» **Do this**
Extend the forum thread on one member's gyuto knife collection, picking up right after its final reply.

# 2018 inventory



## zoze

Hi,

never posted pictures of my gear here. So...
That's my current gyuto-family: Catcheside, Watanabe, Antzenberger, Takeda, Raquin, Mario, Tansu, Rader,
Tilman, Xerxes, Billipp, Watanabe, Tilman, Carter.
For size comparison: The Catchie is a 275, the Carter a 220.


----------



## Mute-on

Holy Cow! 

That’s a very nicely curated selection. Nice.


----------



## Gjackson98

Nice collection! 
Stunning knives and beautiful handles!


----------



## ThinMan

Nice collection and excellent photos!


----------



## Barmoley

Yeah, very, very nice. You sure know how to take pics too, nicely done.


----------



## Bill13

Great collection of knives but the one that caught my eye is the Rader, never seen one without the contrasting butt piece, I like it.


----------



## Mucho Bocho

Two Billips? Sweet kit


----------



## Xenif

Amazing collection [emoji41]


----------



## mc2442

Looks like a great collection, thank you for sharing it! Definitely a lot of "want" knives in there. And the fanned circle picture made me laugh when I scrolled to it.

The first caught my eye, though. That is the largest Catcheside that I remember seeing, a big beautiful beast.


----------



## YG420

Mic drop...


----------



## nevin

Nice collection in good pictures!!


----------



## mack

That is awesome!

» **Some records**
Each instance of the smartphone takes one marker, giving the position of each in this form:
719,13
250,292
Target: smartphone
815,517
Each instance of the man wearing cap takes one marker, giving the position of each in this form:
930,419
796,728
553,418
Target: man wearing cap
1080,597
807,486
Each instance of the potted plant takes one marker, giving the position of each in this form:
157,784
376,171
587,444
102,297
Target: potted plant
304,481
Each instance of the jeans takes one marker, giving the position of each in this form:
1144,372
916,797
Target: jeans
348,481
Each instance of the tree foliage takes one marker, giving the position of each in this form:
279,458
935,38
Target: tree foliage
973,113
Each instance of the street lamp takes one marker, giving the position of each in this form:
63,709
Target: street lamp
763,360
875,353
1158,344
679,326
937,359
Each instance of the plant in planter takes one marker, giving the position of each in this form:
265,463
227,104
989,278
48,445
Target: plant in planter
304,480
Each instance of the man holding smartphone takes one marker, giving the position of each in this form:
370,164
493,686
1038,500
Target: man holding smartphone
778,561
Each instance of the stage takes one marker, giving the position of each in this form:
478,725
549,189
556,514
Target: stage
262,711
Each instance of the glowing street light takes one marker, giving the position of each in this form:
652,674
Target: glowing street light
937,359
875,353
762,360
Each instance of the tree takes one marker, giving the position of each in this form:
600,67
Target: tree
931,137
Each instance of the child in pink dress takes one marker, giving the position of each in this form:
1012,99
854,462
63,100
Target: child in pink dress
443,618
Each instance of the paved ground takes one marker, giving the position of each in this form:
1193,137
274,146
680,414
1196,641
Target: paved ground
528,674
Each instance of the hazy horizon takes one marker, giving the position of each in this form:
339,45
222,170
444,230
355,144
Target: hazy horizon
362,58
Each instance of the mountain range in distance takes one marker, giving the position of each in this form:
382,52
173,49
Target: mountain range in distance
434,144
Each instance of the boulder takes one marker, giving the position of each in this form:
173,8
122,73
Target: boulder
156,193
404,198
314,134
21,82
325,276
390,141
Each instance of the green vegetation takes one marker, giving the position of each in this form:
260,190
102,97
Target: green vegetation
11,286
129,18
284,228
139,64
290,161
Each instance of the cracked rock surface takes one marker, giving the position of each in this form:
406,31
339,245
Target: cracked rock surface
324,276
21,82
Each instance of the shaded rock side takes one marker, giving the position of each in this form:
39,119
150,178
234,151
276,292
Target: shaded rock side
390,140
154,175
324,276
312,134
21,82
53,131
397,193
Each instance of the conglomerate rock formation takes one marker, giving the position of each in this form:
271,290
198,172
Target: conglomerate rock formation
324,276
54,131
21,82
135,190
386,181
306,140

» **Exercise result**
Mack.


----------



## zoze

mc2442 said:


> Looks like a great collection, thank you for sharing it! Definitely a lot of "want" knives in there. And the fanned circle picture made me laugh when I scrolled to it.
> 
> The first caught my eye, though. That is the largest Catcheside that I remember seeing, a big beautiful beast.


Yes, it's a big gun. A great cutter, though.
Will did a little clip with the knife, please be aware of the ..."music".


----------



## mc2442

The "music" was interesting, though thanks for posting. I love my 240mm san mai as well as the forged (~180mm without getting up to measure). He has been a maker that I have really enjoyed! I just had not seen the "beast", lol.


----------



## minibatataman

Mute-on said:


> Holy Cow!
> 
> That’s a very nicely curated selection. Nice.


Holy Cow sword*


----------



## ashy2classy

WOW!!! Fantastic!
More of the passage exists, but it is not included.